Stated exercise 1: Reproduce the passage on Gurugram's flooded roads word for word, from start to finish.

Source passage:
################

Officials, meanwhile, are offering the familiar repair-script: tenders, timelines, and promises. The state has said ambitious road-revival plans are on the anvil – including project corridors running into thousands of kilometres – and ministers have vowed that works will begin and roads will be made motorable within weeks. But for a city watching its streets drown every monsoon, “tender floated” sounds eerily similar to “promised last year.” The public’s patience is running on fumes.
Urban Local Bodies Minister Vipul Goel’s inspections and assurances to start repair work as rains subside are useful PR bullet points. Yet inspections without immediate, visible action feel like rehearsals for accountability rather than the real thing. Residents don’t need another photo-op; they need drains that work, proper stormwater management, and roads that survive a downpour that IMD and local reports have described as heavier than usual this season.
Here’s the blunt truth: Gurugram’s skyline of billion-rupee flats means little if the ground-level basics keep failing. Fixing façades while ignoring sewers and drains is a perverse form of city-building theatre – expensive and cosmetically impressive, but hollow where it matters. Citizens pay taxes, commuters pay tolls, and homebuyers shell out obscene premiums on real estate — none of that should include an added surcharge of waterlogged commutes.

################

Information provided:
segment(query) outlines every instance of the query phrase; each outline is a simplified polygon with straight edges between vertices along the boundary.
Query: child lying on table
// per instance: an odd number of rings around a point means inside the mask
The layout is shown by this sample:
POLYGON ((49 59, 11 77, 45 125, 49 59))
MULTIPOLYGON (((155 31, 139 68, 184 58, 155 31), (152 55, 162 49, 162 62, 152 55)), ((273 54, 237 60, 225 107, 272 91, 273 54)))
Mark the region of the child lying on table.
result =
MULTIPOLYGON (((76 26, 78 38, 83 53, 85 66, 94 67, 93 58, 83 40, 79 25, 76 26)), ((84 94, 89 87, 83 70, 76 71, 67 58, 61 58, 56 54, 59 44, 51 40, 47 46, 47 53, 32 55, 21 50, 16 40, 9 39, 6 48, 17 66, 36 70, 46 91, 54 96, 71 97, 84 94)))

################

Stated exercise 2: Pull out each line in the rows that contains the word "instance", matching case exactly.

Written answer 1:
Officials, meanwhile, are offering the familiar repair-script: tenders, timelines, and promises. The state has said ambitious road-revival plans are on the anvil – including project corridors running into thousands of kilometres – and ministers have vowed that works will begin and roads will be made motorable within weeks. But for a city watching its streets drown every monsoon, “tender floated” sounds eerily similar to “promised last year.” The public’s patience is running on fumes.
Urban Local Bodies Minister Vipul Goel’s inspections and assurances to start repair work as rains subside are useful PR bullet points. Yet inspections without immediate, visible action feel like rehearsals for accountability rather than the real thing. Residents don’t need another photo-op; they need drains that work, proper stormwater management, and roads that survive a downpour that IMD and local reports have described as heavier than usual this season.
Here’s the blunt truth: Gurugram’s skyline of billion-rupee flats means little if the ground-level basics keep failing. Fixing façades while ignoring sewers and drains is a perverse form of city-building theatre – expensive and cosmetically impressive, but hollow where it matters. Citizens pay taxes, commuters pay tolls, and homebuyers shell out obscene premiums on real estate — none of that should include an added surcharge of waterlogged commutes.

Written answer 2:
segment(query) outlines every instance of the query phrase; each outline is a simplified polygon with straight edges between vertices along the boundary.
// per instance: an odd number of rings around a point means inside the mask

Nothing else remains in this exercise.